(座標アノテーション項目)
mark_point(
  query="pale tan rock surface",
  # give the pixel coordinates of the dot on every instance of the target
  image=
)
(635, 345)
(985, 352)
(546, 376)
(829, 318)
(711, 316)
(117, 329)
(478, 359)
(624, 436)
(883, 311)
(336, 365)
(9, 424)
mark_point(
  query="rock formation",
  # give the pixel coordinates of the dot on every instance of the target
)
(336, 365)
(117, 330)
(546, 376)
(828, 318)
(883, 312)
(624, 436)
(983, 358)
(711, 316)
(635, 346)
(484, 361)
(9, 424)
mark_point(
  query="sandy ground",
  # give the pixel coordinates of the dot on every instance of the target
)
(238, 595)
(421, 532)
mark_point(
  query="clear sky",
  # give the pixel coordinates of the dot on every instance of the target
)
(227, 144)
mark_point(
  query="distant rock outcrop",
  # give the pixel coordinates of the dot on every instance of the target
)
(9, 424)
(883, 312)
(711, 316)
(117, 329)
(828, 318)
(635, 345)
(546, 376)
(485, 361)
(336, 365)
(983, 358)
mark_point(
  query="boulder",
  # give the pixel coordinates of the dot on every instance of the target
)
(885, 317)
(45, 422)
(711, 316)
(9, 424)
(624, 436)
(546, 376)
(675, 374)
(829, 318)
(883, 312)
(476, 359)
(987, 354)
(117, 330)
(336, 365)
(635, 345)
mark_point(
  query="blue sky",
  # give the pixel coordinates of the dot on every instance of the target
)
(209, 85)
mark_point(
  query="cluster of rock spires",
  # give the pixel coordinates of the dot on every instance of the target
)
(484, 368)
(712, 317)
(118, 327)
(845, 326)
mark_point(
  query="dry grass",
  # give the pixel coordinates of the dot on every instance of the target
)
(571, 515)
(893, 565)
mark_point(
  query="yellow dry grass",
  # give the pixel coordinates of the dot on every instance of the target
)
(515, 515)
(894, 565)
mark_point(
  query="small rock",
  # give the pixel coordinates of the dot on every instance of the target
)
* * *
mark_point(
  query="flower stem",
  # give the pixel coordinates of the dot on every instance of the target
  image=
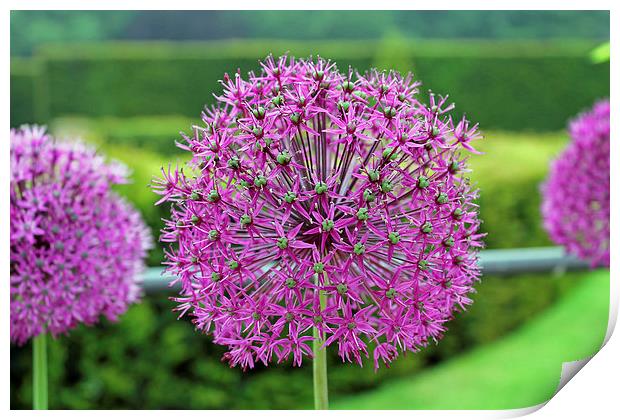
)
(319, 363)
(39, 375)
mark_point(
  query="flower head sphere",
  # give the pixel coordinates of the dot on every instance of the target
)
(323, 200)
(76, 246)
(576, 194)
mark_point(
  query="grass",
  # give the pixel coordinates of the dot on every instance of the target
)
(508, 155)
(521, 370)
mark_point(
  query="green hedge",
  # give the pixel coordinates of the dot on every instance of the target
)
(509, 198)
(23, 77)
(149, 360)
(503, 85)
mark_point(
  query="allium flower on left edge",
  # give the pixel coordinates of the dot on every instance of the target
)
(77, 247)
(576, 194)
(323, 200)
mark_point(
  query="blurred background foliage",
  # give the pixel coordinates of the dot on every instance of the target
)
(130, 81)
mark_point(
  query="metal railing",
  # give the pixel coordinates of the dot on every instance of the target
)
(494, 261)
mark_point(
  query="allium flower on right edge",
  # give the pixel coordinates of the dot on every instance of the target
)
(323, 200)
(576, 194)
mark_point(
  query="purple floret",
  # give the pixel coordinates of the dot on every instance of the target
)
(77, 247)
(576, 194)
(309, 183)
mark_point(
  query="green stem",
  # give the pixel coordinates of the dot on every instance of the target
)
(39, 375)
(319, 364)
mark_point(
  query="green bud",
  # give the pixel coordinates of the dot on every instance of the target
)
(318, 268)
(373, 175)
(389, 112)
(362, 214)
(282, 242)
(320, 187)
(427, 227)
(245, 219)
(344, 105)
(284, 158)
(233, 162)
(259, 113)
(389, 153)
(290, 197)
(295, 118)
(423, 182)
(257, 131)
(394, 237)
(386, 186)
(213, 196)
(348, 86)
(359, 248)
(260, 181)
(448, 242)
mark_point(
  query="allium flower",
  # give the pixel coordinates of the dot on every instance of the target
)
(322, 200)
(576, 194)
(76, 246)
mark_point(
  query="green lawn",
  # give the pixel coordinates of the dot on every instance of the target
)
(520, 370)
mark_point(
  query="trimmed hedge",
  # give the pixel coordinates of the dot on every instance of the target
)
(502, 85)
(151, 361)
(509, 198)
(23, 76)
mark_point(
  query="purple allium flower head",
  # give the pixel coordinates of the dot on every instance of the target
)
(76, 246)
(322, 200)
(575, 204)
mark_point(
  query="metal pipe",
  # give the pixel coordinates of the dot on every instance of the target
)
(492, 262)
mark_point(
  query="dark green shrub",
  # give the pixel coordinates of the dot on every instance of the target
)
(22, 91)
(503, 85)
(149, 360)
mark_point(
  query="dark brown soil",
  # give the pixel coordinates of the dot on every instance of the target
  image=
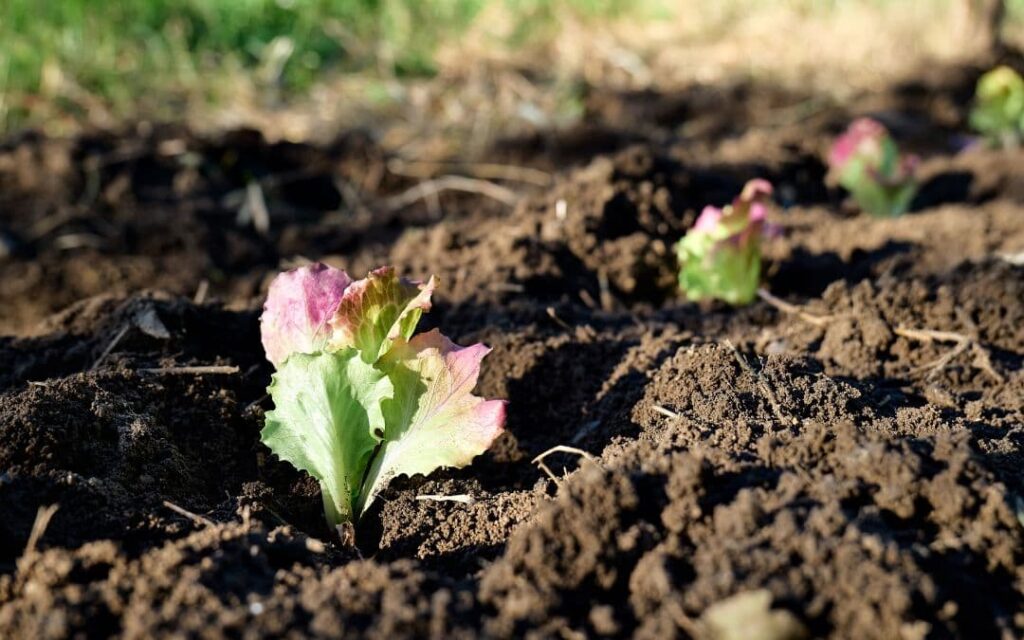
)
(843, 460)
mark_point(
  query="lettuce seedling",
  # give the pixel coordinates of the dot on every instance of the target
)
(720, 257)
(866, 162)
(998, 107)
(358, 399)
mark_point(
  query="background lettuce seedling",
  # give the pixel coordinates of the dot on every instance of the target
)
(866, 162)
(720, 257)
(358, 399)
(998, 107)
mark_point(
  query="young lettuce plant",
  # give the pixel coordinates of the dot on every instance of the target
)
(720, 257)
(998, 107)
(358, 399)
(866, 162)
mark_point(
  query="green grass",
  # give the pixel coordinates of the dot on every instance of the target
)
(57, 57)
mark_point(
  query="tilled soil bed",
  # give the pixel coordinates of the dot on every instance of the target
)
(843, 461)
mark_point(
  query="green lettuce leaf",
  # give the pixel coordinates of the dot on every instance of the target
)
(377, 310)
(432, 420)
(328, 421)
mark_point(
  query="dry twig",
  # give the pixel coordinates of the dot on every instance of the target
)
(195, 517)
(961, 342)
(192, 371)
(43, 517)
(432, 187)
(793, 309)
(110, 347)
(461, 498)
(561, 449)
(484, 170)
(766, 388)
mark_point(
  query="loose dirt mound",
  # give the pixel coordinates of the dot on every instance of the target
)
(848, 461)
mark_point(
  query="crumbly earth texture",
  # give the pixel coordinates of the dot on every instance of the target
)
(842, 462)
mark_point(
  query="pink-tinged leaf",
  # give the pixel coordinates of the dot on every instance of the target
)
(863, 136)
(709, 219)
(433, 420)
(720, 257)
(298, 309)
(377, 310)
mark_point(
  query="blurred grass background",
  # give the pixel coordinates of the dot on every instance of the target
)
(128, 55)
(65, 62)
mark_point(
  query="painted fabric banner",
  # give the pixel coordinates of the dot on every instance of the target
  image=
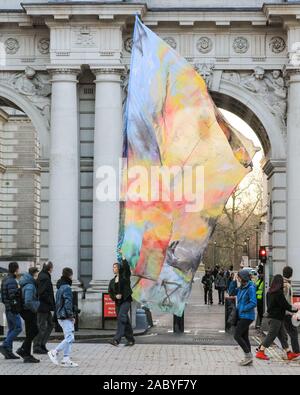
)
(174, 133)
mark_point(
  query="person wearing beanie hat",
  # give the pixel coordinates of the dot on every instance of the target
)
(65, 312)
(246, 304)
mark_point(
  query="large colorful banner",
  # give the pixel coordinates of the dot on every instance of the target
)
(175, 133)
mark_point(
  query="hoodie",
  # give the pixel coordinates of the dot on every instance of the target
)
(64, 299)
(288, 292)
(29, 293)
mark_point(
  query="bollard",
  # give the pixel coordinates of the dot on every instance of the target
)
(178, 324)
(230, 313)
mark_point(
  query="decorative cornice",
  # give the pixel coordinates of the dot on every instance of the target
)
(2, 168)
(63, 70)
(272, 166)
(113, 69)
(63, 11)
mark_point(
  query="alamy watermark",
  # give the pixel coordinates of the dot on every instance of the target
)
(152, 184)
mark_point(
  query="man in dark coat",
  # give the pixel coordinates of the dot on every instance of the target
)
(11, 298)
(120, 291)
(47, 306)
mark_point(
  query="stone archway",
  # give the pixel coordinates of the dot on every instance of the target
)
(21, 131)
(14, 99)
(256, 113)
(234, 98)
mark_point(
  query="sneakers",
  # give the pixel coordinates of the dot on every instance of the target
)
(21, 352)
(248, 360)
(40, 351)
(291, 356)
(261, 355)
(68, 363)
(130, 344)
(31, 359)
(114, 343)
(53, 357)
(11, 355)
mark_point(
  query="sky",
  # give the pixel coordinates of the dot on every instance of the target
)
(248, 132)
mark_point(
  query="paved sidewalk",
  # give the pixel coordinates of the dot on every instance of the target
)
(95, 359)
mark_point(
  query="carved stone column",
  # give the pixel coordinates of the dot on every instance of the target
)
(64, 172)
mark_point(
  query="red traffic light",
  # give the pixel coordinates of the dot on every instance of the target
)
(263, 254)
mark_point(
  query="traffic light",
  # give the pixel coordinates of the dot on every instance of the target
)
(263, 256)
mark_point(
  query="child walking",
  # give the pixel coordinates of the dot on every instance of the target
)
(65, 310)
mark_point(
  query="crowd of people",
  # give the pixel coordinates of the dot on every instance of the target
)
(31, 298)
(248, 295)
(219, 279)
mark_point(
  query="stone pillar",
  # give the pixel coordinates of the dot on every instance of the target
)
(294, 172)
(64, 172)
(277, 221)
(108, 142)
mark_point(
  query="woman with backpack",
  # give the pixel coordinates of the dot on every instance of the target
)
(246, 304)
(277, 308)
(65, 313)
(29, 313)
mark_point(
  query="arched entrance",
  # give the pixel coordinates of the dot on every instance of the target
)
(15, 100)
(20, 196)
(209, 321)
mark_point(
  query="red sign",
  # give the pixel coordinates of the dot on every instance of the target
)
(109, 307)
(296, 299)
--
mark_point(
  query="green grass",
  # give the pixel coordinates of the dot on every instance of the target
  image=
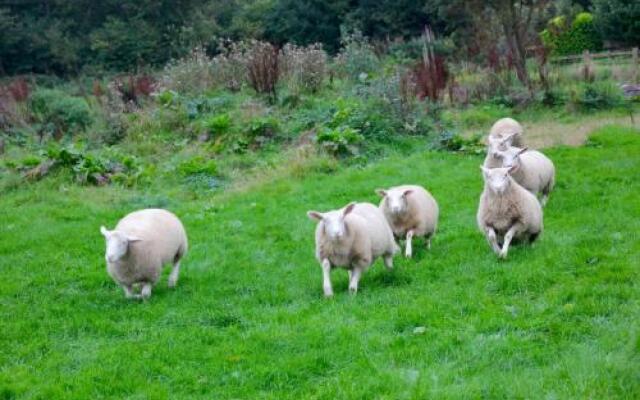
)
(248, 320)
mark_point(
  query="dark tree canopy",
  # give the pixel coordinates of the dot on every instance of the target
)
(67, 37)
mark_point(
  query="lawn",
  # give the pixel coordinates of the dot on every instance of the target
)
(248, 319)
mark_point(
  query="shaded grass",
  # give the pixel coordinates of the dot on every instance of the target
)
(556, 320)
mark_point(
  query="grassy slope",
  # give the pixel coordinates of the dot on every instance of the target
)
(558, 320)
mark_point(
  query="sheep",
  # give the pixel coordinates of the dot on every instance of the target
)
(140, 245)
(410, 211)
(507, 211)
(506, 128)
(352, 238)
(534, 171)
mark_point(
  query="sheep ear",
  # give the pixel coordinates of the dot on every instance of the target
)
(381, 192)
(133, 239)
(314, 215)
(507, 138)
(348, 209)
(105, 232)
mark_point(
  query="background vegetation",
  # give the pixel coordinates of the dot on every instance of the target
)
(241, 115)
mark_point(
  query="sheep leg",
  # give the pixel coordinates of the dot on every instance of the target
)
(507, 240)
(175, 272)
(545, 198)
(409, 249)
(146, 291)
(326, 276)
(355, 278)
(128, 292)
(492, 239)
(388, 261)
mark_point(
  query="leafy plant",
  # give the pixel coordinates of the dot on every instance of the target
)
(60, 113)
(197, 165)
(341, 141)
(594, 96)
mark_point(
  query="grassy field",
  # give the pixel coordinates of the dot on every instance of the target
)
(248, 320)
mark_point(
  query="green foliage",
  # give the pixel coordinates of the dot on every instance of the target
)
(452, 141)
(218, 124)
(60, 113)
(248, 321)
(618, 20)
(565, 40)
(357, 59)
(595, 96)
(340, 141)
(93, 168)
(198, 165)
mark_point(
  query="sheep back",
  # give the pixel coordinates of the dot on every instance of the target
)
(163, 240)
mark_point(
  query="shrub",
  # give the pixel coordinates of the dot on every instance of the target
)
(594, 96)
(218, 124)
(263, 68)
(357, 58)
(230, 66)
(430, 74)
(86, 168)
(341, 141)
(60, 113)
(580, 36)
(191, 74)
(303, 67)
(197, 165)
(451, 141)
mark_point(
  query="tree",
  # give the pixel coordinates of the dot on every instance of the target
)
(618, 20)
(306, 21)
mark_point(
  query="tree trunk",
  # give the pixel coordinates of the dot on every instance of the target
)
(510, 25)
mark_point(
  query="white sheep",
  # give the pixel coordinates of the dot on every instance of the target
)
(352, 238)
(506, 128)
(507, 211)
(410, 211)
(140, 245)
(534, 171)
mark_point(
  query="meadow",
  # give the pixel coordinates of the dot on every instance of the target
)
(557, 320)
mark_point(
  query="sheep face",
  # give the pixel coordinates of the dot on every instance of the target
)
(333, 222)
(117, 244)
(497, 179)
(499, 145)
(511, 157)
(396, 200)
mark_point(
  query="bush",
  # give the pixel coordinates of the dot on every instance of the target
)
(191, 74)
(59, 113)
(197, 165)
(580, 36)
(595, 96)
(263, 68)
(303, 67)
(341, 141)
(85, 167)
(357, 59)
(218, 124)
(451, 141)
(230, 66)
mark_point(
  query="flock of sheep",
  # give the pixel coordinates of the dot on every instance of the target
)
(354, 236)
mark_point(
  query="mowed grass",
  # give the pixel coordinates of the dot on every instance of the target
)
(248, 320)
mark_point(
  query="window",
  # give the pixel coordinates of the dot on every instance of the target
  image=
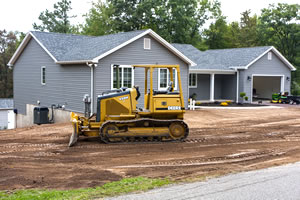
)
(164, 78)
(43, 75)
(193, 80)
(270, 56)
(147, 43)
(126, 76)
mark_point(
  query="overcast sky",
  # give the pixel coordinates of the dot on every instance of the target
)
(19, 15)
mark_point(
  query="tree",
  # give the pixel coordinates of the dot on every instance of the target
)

目的 >> 上の項目のうち、文字列「foliage」を含む行はどれですか。該当する行をすべて特定し、一行ずつ書き写してください。大文字と小文字は区別します。

記述回答 >>
  query="blurred background foliage",
  query="green foliage",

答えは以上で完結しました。